__Dataset entries__
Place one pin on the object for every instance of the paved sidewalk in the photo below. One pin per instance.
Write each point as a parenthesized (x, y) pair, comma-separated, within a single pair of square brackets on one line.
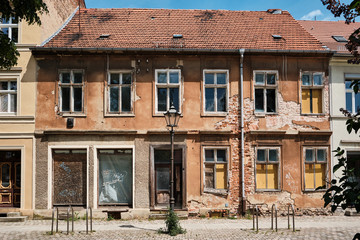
[(330, 227)]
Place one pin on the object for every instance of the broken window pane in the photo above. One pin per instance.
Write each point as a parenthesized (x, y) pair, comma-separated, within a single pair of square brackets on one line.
[(221, 99), (270, 100), (259, 100), (125, 99), (162, 96), (209, 99), (209, 78), (114, 99), (65, 99)]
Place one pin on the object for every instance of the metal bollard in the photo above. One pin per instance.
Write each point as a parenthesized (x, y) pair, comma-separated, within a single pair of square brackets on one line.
[(293, 213)]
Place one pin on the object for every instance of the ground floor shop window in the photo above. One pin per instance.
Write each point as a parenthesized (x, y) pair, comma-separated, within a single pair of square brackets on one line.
[(315, 167), (267, 168), (216, 170), (115, 177)]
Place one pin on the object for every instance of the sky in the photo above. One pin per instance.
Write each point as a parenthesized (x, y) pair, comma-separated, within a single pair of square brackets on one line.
[(299, 9)]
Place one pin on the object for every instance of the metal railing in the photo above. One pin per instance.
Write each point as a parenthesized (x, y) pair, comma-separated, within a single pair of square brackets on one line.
[(293, 214), (272, 217), (256, 212)]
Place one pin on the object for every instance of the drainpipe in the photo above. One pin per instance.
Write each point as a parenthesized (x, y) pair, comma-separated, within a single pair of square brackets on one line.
[(243, 200)]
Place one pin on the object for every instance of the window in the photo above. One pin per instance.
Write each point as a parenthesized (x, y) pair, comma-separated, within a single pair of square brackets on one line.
[(311, 92), (168, 89), (115, 176), (265, 92), (119, 92), (267, 168), (71, 86), (216, 168), (8, 96), (315, 167), (352, 98), (216, 91), (10, 28)]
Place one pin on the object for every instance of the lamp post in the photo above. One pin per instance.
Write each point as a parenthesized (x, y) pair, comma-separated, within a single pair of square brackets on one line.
[(172, 118)]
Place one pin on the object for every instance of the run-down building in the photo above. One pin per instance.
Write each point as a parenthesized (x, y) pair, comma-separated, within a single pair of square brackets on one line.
[(106, 79), (17, 108), (334, 35)]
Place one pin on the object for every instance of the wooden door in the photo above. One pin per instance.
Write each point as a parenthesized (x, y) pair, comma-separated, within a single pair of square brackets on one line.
[(10, 178)]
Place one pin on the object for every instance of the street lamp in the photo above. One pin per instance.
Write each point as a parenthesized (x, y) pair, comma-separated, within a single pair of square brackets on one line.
[(172, 118)]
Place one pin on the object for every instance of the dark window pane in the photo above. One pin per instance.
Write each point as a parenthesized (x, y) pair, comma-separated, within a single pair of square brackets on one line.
[(259, 100), (65, 77), (126, 78), (162, 95), (209, 100), (261, 155), (209, 78), (14, 34), (209, 155), (77, 99), (221, 155), (174, 97), (174, 77), (309, 155), (221, 99), (221, 78), (125, 99), (65, 99), (114, 99), (260, 78), (162, 77), (271, 78), (349, 102), (114, 78), (77, 77), (273, 155), (270, 100)]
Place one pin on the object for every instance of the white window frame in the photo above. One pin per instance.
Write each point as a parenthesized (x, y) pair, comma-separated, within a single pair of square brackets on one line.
[(11, 77), (10, 27), (267, 148), (167, 85), (71, 86), (216, 86), (326, 162), (214, 164), (120, 85), (313, 86), (266, 86)]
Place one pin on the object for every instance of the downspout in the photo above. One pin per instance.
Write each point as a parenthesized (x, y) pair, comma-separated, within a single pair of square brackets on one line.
[(243, 199)]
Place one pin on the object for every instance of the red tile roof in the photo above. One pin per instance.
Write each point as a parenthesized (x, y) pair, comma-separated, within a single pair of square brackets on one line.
[(201, 29), (324, 30)]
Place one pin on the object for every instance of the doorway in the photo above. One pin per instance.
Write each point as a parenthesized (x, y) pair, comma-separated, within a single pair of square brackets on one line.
[(10, 178)]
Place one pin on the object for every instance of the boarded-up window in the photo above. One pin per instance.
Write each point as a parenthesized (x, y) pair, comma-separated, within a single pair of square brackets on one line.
[(315, 167), (267, 168), (69, 177), (215, 167), (115, 177), (311, 92)]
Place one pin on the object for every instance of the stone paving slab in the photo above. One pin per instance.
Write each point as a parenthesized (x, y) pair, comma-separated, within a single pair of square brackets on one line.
[(332, 227)]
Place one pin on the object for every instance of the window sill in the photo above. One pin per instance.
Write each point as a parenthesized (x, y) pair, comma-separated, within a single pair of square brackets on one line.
[(222, 192)]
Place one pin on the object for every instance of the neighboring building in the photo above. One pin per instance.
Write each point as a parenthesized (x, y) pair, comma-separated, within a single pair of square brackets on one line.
[(103, 86), (17, 108), (334, 35)]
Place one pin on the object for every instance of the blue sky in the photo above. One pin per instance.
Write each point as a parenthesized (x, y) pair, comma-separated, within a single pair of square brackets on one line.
[(300, 9)]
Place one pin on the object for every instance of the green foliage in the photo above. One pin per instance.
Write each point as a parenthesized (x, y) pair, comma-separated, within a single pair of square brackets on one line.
[(27, 10), (173, 227), (343, 192)]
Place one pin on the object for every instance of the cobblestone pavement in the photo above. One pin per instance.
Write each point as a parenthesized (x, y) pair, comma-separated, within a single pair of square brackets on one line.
[(331, 227)]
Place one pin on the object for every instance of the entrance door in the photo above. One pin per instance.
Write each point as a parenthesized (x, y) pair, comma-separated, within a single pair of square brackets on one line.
[(10, 178), (69, 177), (162, 177)]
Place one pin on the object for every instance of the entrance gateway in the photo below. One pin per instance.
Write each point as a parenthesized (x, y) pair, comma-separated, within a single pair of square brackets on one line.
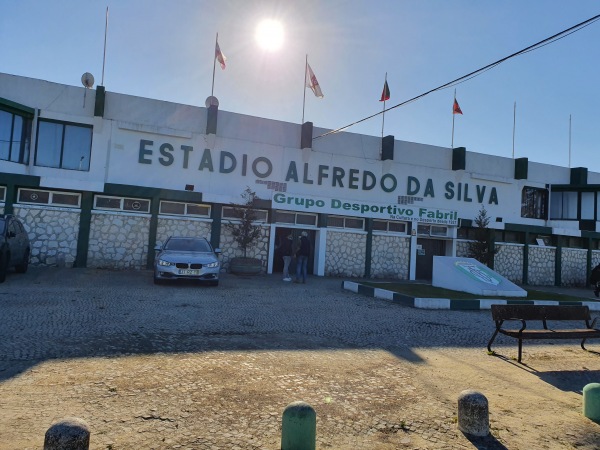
[(428, 231)]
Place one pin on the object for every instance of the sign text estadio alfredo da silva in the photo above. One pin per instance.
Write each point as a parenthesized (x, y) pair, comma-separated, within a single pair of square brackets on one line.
[(261, 167)]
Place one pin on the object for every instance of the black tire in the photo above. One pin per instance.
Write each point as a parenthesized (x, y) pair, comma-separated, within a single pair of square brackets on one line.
[(22, 268), (3, 267)]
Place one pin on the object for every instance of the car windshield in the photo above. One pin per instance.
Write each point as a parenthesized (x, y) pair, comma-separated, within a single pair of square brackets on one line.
[(188, 245)]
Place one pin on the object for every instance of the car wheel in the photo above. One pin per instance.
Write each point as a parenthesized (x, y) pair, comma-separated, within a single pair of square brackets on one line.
[(22, 268), (3, 267)]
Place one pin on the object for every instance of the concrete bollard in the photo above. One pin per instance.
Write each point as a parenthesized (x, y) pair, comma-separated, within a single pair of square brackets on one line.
[(473, 414), (68, 434), (299, 427), (591, 401)]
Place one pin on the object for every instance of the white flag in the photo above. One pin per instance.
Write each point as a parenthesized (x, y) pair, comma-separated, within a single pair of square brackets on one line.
[(220, 56), (311, 82)]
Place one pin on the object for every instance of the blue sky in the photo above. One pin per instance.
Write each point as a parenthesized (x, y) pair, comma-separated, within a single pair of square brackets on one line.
[(163, 49)]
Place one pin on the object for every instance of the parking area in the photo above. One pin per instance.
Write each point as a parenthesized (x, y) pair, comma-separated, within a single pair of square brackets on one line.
[(184, 366)]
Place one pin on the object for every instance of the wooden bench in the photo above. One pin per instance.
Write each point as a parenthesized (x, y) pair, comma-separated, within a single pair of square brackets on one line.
[(543, 314)]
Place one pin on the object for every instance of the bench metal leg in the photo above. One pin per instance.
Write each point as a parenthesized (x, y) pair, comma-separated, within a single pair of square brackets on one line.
[(492, 340)]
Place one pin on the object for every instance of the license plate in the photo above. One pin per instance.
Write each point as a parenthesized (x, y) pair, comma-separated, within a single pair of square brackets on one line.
[(188, 272)]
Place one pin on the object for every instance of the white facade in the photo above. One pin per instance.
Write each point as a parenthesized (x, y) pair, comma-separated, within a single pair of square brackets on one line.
[(141, 146)]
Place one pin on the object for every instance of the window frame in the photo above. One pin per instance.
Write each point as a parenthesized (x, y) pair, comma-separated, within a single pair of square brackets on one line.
[(24, 147), (64, 125), (51, 195), (122, 200)]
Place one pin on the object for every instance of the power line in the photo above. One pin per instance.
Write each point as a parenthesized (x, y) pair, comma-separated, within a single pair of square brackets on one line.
[(477, 72)]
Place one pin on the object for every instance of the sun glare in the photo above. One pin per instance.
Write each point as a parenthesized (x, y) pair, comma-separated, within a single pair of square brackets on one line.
[(269, 35)]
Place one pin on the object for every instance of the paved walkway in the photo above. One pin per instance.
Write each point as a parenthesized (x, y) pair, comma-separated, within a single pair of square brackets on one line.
[(191, 367)]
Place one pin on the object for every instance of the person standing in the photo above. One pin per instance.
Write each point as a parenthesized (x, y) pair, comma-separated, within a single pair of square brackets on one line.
[(287, 252), (302, 258)]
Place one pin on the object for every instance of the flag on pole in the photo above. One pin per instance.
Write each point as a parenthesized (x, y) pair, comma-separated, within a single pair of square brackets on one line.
[(220, 56), (311, 82), (385, 94), (456, 109)]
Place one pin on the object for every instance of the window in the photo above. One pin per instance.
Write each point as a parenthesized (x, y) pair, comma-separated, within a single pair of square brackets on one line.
[(229, 213), (345, 222), (563, 205), (389, 226), (15, 134), (54, 198), (184, 209), (122, 204), (534, 203), (63, 145), (432, 230), (587, 205)]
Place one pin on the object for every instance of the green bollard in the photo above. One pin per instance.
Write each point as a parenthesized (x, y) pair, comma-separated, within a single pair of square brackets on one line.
[(591, 401), (299, 427)]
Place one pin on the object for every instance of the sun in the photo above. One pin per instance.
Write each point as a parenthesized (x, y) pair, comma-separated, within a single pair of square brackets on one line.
[(269, 35)]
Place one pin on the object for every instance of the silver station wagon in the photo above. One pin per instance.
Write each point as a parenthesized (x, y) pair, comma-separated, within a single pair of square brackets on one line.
[(187, 258)]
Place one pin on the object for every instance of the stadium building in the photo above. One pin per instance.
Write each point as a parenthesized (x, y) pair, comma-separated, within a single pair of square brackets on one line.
[(100, 178)]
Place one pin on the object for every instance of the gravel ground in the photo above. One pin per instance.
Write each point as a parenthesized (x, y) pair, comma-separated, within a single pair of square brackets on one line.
[(184, 366)]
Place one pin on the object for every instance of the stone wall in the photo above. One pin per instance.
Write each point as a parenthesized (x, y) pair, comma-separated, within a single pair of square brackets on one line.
[(573, 267), (508, 261), (52, 233), (345, 254), (231, 249), (118, 241), (541, 265), (184, 227), (390, 256)]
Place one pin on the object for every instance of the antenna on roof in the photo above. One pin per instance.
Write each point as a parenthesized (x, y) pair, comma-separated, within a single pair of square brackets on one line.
[(87, 79)]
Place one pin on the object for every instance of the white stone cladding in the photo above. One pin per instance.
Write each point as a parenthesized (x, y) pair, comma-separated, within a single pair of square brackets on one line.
[(508, 261), (52, 233), (345, 254), (182, 226), (231, 249), (573, 267), (390, 256), (118, 240), (541, 265)]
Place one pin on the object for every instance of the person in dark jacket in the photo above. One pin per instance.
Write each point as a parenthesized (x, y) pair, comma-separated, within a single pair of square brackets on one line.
[(287, 252), (302, 255), (595, 280)]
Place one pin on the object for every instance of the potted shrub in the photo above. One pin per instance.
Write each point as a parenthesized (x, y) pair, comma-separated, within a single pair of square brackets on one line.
[(245, 233)]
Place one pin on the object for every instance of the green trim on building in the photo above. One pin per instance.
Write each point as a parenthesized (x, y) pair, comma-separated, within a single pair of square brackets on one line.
[(216, 213), (527, 228), (368, 247), (15, 107), (85, 224)]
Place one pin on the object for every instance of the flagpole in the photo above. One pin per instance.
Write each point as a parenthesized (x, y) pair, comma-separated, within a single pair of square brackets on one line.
[(212, 91), (514, 126), (104, 57), (452, 145), (569, 141), (304, 98), (383, 112)]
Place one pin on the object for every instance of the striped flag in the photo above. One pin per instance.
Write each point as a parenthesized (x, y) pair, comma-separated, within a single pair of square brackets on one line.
[(220, 56), (385, 94), (455, 108), (311, 82)]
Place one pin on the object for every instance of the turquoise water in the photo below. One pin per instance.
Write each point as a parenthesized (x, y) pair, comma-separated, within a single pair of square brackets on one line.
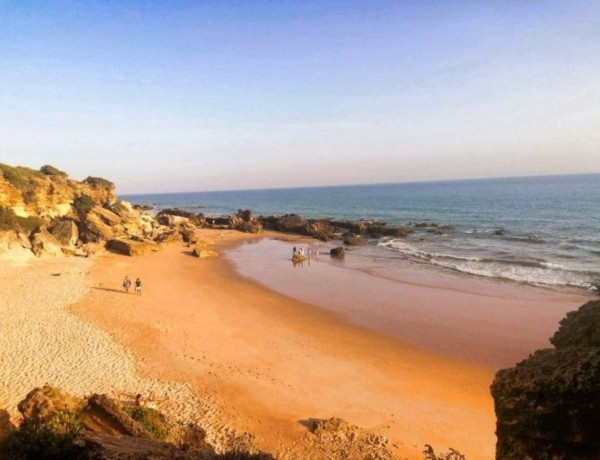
[(539, 230)]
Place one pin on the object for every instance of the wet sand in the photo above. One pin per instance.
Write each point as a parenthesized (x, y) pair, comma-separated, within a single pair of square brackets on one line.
[(486, 322), (266, 363)]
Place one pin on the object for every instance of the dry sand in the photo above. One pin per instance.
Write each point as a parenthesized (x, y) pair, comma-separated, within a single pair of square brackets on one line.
[(231, 354)]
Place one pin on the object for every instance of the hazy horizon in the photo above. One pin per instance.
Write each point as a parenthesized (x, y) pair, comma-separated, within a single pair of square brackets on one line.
[(161, 97), (500, 178)]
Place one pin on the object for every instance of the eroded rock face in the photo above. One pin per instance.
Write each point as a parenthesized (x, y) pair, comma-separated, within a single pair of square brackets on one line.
[(66, 232), (129, 247), (547, 406), (43, 242)]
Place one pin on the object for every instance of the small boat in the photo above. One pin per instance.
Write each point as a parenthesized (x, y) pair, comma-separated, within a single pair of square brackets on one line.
[(298, 258)]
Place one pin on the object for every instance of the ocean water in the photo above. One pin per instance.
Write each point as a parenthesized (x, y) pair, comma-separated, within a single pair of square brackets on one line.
[(537, 230)]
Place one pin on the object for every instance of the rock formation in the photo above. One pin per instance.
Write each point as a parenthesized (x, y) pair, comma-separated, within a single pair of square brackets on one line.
[(337, 252), (58, 425), (44, 213), (547, 406)]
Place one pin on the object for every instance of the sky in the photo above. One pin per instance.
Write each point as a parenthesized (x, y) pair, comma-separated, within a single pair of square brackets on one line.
[(163, 96)]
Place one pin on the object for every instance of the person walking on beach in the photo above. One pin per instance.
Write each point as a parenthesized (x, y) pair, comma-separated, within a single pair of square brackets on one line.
[(126, 284)]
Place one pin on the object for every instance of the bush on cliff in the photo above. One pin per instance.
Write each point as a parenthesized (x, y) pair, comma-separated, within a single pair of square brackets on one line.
[(59, 438), (21, 178), (8, 220), (49, 170), (151, 420), (83, 204), (97, 182)]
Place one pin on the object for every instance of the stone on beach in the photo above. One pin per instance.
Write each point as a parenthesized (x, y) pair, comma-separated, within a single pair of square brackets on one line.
[(337, 252)]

__Problem description__
Whenever a line in the records above contains the string "sand", copy that line.

__Result below__
Place one pin on the object for every instance of the wet sand in the photo above. One pin per instance.
Place one pin on the object for every instance of the dry sand in the photo above. One pin per instance.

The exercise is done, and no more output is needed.